_Problem description_: Turn everything from the first of the rows below down to the row containing "point(643, 481)" into a numbered list, skipping blank lines and leaving out the pictures.
□ □ □ □
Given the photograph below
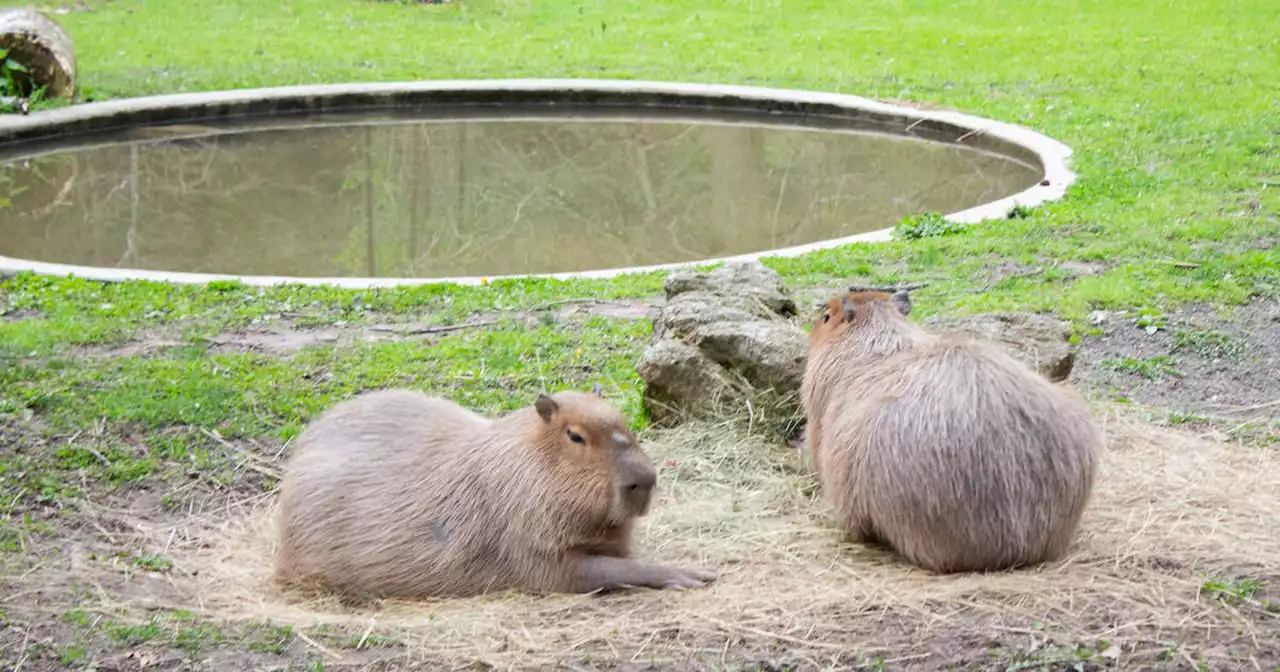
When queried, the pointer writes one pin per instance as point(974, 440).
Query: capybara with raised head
point(398, 494)
point(945, 449)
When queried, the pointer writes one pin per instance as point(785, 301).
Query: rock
point(744, 280)
point(1040, 341)
point(769, 355)
point(680, 380)
point(44, 48)
point(732, 334)
point(688, 311)
point(721, 338)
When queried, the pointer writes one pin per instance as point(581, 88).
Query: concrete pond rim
point(1016, 142)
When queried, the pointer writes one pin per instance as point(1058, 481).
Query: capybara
point(945, 449)
point(398, 494)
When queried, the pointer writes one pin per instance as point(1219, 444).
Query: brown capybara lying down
point(947, 451)
point(398, 494)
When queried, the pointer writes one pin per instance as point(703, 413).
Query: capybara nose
point(643, 481)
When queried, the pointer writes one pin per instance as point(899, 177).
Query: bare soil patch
point(1173, 515)
point(287, 336)
point(1196, 360)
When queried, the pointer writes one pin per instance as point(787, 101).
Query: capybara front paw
point(688, 579)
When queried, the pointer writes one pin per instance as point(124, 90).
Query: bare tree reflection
point(478, 197)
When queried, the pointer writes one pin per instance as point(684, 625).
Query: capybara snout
point(638, 480)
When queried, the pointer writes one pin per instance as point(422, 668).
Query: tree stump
point(40, 45)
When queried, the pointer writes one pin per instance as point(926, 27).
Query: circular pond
point(397, 183)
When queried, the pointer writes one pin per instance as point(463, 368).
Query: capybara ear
point(547, 407)
point(850, 309)
point(903, 301)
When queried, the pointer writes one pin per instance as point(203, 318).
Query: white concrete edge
point(1055, 158)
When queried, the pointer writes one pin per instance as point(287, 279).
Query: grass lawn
point(140, 420)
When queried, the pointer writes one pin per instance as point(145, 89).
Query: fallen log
point(42, 49)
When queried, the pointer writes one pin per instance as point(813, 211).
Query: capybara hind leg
point(604, 572)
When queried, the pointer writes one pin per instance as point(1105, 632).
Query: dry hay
point(1170, 512)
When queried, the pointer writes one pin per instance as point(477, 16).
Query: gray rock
point(723, 337)
point(748, 280)
point(1040, 341)
point(769, 355)
point(690, 310)
point(680, 380)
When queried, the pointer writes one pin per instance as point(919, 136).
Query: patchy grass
point(1152, 368)
point(140, 421)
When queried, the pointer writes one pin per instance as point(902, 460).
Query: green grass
point(1170, 109)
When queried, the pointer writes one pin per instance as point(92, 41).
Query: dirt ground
point(1176, 567)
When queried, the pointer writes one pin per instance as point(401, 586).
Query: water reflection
point(480, 197)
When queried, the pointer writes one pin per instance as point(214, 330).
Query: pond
point(410, 195)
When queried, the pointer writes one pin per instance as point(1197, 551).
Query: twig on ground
point(252, 461)
point(438, 329)
point(887, 288)
point(318, 647)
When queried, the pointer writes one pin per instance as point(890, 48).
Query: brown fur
point(397, 494)
point(949, 451)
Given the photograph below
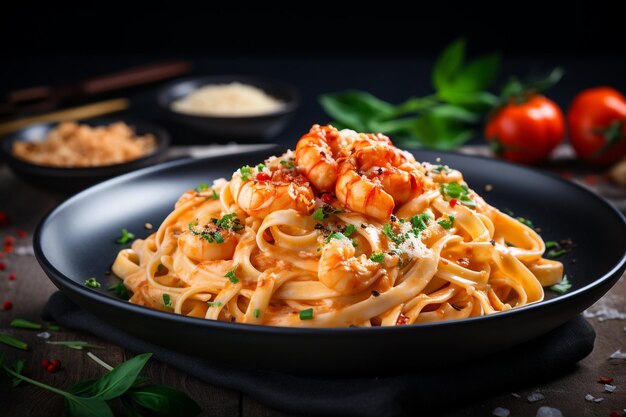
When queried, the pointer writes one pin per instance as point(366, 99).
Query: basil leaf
point(448, 63)
point(355, 109)
point(121, 378)
point(165, 400)
point(86, 407)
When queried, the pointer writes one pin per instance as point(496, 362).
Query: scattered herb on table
point(126, 237)
point(92, 283)
point(25, 324)
point(562, 287)
point(89, 397)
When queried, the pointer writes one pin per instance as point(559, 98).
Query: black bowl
point(240, 128)
point(74, 179)
point(562, 209)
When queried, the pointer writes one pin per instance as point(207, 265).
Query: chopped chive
point(126, 237)
point(562, 287)
point(377, 257)
point(306, 314)
point(231, 275)
point(25, 324)
point(92, 283)
point(13, 342)
point(167, 301)
point(202, 187)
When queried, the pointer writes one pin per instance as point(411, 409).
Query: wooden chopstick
point(74, 113)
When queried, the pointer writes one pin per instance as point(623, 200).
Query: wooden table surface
point(29, 291)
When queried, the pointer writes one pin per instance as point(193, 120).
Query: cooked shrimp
point(200, 243)
point(361, 194)
point(341, 271)
point(396, 170)
point(261, 193)
point(316, 154)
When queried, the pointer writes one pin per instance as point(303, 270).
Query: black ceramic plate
point(74, 179)
point(76, 241)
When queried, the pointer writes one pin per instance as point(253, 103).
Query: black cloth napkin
point(422, 393)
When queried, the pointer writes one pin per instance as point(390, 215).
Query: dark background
point(387, 50)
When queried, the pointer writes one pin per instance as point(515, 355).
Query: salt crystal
point(501, 412)
point(549, 412)
point(535, 396)
point(618, 354)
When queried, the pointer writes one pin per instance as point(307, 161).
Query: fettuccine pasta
point(347, 230)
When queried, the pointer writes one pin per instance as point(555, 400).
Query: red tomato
point(526, 132)
point(597, 123)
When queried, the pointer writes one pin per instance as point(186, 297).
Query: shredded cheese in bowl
point(229, 100)
point(73, 145)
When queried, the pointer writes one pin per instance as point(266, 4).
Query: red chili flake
point(402, 320)
point(4, 219)
point(327, 198)
point(591, 179)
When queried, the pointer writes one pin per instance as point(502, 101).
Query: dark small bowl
point(75, 179)
point(240, 128)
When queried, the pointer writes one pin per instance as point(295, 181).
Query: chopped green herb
point(419, 223)
point(121, 291)
point(202, 187)
point(13, 342)
point(231, 275)
point(397, 239)
point(288, 164)
point(348, 230)
point(167, 301)
point(555, 253)
point(92, 283)
point(377, 257)
point(319, 214)
point(446, 224)
point(246, 172)
point(306, 314)
point(74, 344)
point(525, 221)
point(126, 237)
point(25, 324)
point(562, 287)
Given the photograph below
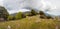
□ □ □ □
_Task answer_:
1. Given the photograph below
2. When queried, the pointer writes one pin per instance as point(974, 440).
3. Query: capybara with raised head
4. point(398, 494)
5. point(945, 449)
6. When queried, the pointer writes one pin per instance as point(785, 301).
7. Query: rock
8. point(744, 280)
9. point(1040, 341)
10. point(769, 355)
11. point(680, 380)
12. point(44, 48)
13. point(732, 334)
14. point(688, 311)
15. point(721, 338)
16. When queried, the pointer writes one pin per instance as point(581, 88).
17. Query: concrete pond rim
18. point(1016, 142)
19. When queried, the pointer writes one pin per instance as point(1058, 481).
20. Query: capybara
21. point(945, 449)
22. point(398, 494)
23. When queried, the pointer writes one pin per instance as point(1219, 444).
24. Query: brown capybara lying down
25. point(947, 451)
26. point(398, 494)
27. When queried, the pointer writes one pin per instance as point(703, 413).
28. Query: capybara nose
29. point(643, 481)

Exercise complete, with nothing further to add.